## Aim
Which of the rows below contain the string "crowd", with case counting? Pick out every such row and copy it.

___

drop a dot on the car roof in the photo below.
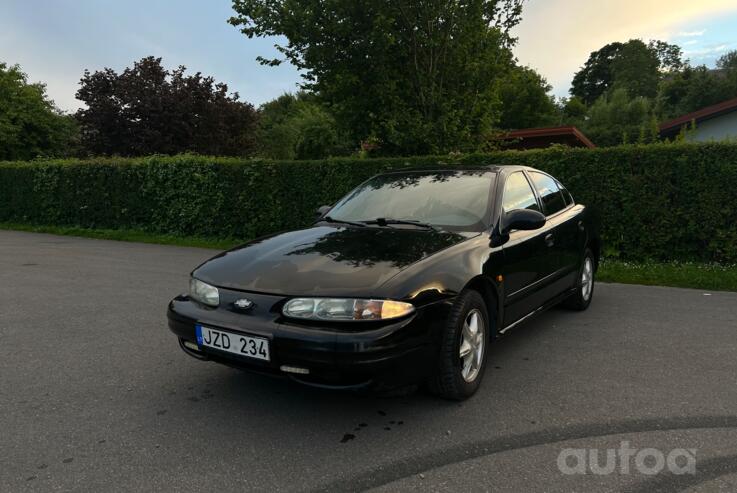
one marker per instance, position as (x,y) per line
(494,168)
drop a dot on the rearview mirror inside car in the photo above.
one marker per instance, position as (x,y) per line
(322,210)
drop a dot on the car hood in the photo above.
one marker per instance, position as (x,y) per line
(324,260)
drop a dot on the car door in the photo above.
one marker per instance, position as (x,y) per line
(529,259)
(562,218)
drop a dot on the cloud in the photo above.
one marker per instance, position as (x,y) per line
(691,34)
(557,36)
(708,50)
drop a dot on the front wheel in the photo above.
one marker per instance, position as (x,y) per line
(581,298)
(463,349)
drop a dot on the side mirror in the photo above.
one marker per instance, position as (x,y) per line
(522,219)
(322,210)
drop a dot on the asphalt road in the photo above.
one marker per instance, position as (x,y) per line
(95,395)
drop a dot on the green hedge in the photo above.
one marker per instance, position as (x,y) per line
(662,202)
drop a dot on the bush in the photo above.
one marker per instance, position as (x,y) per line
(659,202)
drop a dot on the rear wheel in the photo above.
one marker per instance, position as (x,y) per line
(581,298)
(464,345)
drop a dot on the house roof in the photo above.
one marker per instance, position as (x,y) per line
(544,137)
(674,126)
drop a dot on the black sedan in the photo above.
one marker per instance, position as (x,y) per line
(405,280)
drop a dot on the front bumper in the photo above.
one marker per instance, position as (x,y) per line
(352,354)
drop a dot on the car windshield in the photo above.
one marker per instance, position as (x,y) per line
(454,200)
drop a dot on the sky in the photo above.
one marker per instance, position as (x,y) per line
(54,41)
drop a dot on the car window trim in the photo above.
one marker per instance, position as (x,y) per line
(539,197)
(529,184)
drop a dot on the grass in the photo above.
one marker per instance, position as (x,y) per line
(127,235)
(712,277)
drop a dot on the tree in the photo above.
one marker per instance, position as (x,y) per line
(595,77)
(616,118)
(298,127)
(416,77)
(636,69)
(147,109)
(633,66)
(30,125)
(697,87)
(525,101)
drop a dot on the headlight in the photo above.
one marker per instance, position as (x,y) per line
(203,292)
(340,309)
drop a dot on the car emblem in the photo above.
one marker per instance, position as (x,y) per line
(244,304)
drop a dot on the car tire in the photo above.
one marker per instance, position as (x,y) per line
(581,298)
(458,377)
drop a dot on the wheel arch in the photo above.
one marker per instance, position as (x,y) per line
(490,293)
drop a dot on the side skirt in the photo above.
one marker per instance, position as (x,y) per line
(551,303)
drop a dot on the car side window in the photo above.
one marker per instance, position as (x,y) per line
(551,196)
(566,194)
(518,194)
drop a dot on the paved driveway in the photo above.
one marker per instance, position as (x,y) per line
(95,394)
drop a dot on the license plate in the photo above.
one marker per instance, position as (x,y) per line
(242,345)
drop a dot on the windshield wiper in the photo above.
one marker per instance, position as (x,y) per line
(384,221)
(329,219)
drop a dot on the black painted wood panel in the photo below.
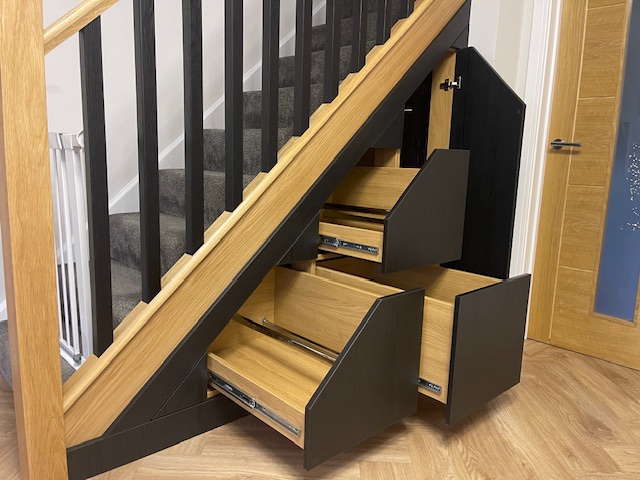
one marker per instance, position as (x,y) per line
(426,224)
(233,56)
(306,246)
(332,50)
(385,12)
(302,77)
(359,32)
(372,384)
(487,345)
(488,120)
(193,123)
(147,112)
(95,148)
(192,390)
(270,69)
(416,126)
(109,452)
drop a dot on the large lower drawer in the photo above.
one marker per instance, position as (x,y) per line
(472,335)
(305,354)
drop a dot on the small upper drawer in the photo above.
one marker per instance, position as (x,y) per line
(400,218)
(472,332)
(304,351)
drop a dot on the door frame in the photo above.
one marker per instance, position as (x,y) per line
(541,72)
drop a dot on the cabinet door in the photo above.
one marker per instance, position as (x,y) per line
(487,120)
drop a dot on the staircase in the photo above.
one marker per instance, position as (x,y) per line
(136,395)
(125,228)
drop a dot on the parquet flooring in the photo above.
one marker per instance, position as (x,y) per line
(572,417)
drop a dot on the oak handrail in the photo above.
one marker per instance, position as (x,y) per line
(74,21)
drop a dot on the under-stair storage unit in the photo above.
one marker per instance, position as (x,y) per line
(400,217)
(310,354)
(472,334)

___

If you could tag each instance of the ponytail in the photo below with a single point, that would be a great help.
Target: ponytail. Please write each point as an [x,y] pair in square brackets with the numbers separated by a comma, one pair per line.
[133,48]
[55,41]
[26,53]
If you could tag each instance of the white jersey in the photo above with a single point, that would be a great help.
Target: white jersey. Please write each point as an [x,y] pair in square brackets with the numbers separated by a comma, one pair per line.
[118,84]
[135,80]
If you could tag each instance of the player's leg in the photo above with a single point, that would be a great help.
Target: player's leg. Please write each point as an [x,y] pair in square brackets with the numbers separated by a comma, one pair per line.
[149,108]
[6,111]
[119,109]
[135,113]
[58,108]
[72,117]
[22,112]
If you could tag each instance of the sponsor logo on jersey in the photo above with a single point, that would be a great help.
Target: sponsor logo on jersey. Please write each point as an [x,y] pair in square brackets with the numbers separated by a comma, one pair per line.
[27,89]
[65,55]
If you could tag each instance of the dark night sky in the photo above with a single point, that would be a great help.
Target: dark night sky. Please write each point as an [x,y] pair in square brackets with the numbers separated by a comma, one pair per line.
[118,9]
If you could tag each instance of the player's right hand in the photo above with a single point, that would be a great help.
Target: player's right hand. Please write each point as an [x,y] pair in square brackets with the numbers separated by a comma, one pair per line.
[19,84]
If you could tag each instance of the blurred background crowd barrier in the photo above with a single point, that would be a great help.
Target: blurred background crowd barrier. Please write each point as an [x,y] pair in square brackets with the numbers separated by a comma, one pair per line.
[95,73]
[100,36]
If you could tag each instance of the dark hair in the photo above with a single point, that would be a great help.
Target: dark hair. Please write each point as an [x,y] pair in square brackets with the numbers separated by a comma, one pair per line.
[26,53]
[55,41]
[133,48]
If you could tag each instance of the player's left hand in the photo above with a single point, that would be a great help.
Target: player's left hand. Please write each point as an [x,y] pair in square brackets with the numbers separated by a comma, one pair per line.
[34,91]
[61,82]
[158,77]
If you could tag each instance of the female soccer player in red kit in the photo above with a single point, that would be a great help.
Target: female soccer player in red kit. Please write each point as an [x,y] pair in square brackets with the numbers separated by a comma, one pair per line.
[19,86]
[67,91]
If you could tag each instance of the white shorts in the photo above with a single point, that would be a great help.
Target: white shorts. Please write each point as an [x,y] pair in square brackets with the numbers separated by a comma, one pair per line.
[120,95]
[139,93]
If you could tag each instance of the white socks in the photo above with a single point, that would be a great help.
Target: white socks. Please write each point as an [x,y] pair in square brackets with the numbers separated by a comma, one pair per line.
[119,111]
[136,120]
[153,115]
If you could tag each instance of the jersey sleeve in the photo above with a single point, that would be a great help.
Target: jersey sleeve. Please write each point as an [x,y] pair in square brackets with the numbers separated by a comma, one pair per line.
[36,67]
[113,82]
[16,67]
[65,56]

___

## Result for this exercise
If you could tag each instance of the blurred background crowd barrier in the photo above with a single point, that would be a great help.
Target: blurred background crowd barrier. Please write each point as an [x,y] pair in square brackets with the numbers separated by a comma, one pair per line.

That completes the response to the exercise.